▶ _What the task asks_: Would you set down all of the entries below exactly as they stand?
Data under study Block Start
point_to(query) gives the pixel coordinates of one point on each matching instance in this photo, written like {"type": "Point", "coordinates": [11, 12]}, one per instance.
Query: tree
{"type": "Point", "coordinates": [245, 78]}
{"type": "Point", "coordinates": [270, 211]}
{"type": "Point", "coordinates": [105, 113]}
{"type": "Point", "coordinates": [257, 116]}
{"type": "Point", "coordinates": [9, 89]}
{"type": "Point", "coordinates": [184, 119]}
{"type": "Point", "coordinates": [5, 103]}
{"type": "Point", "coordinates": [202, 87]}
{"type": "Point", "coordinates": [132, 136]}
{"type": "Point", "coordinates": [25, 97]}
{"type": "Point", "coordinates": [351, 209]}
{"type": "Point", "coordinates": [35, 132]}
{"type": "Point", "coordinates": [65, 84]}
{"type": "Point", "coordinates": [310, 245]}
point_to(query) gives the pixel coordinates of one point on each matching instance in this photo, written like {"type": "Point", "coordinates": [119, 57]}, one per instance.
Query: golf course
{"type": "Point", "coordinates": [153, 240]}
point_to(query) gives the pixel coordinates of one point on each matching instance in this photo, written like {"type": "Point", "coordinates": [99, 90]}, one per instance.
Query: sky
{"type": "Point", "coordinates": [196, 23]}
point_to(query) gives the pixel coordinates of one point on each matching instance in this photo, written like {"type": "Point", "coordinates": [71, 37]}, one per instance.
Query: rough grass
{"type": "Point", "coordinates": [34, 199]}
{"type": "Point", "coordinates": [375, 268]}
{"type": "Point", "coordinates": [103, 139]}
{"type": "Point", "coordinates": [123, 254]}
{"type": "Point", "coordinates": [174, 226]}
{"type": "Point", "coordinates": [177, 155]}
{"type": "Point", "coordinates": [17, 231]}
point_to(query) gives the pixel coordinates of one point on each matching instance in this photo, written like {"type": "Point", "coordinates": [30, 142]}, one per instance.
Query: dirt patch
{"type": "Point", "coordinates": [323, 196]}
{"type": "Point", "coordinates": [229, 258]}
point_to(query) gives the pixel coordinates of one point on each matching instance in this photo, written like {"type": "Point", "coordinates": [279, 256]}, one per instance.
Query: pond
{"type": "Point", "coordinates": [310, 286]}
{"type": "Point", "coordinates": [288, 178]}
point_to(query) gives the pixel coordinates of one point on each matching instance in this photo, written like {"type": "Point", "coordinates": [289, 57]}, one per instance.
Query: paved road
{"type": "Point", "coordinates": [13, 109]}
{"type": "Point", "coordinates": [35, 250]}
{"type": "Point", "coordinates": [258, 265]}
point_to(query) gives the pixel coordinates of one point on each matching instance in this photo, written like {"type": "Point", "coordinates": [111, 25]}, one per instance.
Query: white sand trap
Data under study Block End
▶ _The completed task_:
point_to(query) gives the pixel coordinates of one point on each matching instance in this photo, written like {"type": "Point", "coordinates": [11, 12]}, one per instance.
Query: tree
{"type": "Point", "coordinates": [245, 78]}
{"type": "Point", "coordinates": [270, 211]}
{"type": "Point", "coordinates": [105, 113]}
{"type": "Point", "coordinates": [257, 116]}
{"type": "Point", "coordinates": [9, 89]}
{"type": "Point", "coordinates": [184, 119]}
{"type": "Point", "coordinates": [5, 103]}
{"type": "Point", "coordinates": [202, 87]}
{"type": "Point", "coordinates": [132, 136]}
{"type": "Point", "coordinates": [25, 97]}
{"type": "Point", "coordinates": [351, 209]}
{"type": "Point", "coordinates": [35, 132]}
{"type": "Point", "coordinates": [65, 84]}
{"type": "Point", "coordinates": [310, 245]}
point_to(query) gives the pixel coordinates of one point on each matching instance in this photo, written like {"type": "Point", "coordinates": [119, 57]}, one per instance.
Query: golf course
{"type": "Point", "coordinates": [153, 240]}
point_to(query) gives the pixel coordinates of one point on each matching instance in this photo, written like {"type": "Point", "coordinates": [99, 90]}, one per instance.
Query: sky
{"type": "Point", "coordinates": [196, 23]}
point_to(query) gives the pixel coordinates of one point on each matching instance in this photo, written like {"type": "Point", "coordinates": [71, 37]}, one per instance.
Query: rough grass
{"type": "Point", "coordinates": [34, 199]}
{"type": "Point", "coordinates": [375, 268]}
{"type": "Point", "coordinates": [103, 139]}
{"type": "Point", "coordinates": [123, 254]}
{"type": "Point", "coordinates": [174, 226]}
{"type": "Point", "coordinates": [177, 155]}
{"type": "Point", "coordinates": [17, 231]}
point_to(query) gives the pixel coordinates of one point on each matching instance in this photo, written like {"type": "Point", "coordinates": [30, 142]}, one per instance.
Query: dirt patch
{"type": "Point", "coordinates": [323, 196]}
{"type": "Point", "coordinates": [229, 258]}
point_to(query) gives the pixel coordinates of one point on each matching instance in this photo, written like {"type": "Point", "coordinates": [279, 256]}, one per instance.
Query: pond
{"type": "Point", "coordinates": [310, 286]}
{"type": "Point", "coordinates": [288, 178]}
point_to(query) gives the pixel coordinates of one point on each matching instance in this photo, written like {"type": "Point", "coordinates": [289, 57]}, one per instance.
Query: paved road
{"type": "Point", "coordinates": [13, 109]}
{"type": "Point", "coordinates": [35, 250]}
{"type": "Point", "coordinates": [258, 265]}
point_to(query) gives the pixel coordinates of one point on each matching instance in this photo, written like {"type": "Point", "coordinates": [111, 25]}, one per instance.
Query: white sand trap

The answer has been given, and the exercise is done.